TASK DATA:
========

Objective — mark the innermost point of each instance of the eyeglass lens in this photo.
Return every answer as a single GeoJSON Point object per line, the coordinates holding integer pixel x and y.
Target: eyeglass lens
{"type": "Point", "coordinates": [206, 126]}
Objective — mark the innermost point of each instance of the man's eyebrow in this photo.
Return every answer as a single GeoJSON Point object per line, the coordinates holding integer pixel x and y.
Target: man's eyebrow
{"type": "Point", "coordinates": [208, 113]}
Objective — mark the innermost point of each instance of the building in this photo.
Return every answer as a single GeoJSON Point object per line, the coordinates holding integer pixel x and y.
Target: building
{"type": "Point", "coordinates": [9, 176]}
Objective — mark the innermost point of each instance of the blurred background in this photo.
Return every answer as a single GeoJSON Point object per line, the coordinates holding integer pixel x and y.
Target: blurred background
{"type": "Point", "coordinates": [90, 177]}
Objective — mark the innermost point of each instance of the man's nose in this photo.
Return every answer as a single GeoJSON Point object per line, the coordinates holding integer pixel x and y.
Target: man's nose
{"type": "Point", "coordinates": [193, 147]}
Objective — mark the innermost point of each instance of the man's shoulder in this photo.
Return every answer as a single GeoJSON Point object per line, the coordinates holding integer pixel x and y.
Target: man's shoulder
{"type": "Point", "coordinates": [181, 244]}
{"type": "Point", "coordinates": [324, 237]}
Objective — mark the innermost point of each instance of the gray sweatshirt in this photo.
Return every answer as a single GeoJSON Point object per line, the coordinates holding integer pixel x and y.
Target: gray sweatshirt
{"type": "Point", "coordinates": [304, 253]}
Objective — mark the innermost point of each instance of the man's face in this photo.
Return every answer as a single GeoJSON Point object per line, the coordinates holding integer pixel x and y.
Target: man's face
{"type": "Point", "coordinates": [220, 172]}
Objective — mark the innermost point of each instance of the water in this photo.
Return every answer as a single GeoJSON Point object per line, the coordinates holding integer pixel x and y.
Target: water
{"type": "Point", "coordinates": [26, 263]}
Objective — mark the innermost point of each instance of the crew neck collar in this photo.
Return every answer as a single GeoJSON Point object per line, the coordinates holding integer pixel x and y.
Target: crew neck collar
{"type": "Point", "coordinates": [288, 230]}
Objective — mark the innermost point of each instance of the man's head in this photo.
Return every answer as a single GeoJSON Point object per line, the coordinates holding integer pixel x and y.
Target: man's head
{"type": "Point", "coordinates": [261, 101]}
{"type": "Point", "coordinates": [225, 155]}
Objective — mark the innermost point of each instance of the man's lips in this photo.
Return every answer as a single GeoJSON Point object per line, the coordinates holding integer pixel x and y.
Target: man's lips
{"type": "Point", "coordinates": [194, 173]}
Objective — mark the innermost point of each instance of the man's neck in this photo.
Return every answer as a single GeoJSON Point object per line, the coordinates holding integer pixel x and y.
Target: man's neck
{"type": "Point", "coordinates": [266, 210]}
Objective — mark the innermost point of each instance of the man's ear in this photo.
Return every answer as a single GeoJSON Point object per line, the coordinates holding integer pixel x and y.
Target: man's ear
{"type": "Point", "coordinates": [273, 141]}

========

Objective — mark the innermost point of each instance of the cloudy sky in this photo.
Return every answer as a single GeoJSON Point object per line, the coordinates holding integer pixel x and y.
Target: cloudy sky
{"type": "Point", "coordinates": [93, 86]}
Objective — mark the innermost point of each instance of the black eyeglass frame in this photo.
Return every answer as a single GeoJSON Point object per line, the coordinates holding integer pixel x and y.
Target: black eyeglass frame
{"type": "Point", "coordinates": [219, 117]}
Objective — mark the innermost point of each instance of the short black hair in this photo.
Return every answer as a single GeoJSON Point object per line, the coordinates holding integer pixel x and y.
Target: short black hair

========

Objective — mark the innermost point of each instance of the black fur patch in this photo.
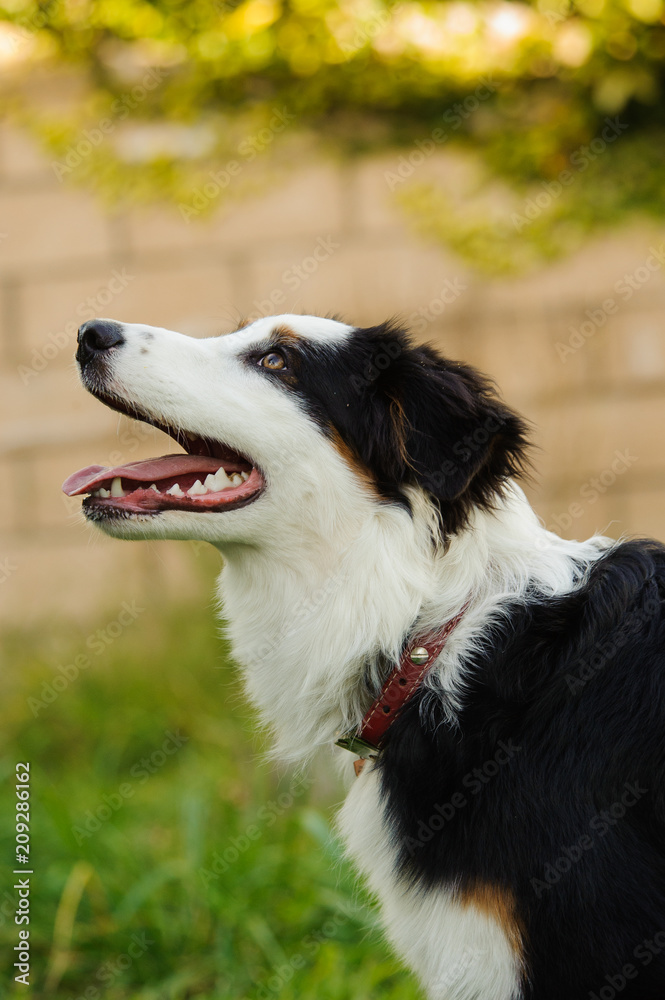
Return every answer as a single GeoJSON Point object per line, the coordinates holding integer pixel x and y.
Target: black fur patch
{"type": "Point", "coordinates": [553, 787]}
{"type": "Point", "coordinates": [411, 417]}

========

EXERCISE REQUIREMENTS: Extract each line of the material above that contains the string "nose". Treat uppercase and lowercase as different.

THE RESULT:
Objective — mark the innermost point of each instance of the man's nose in this photo.
Target: man's nose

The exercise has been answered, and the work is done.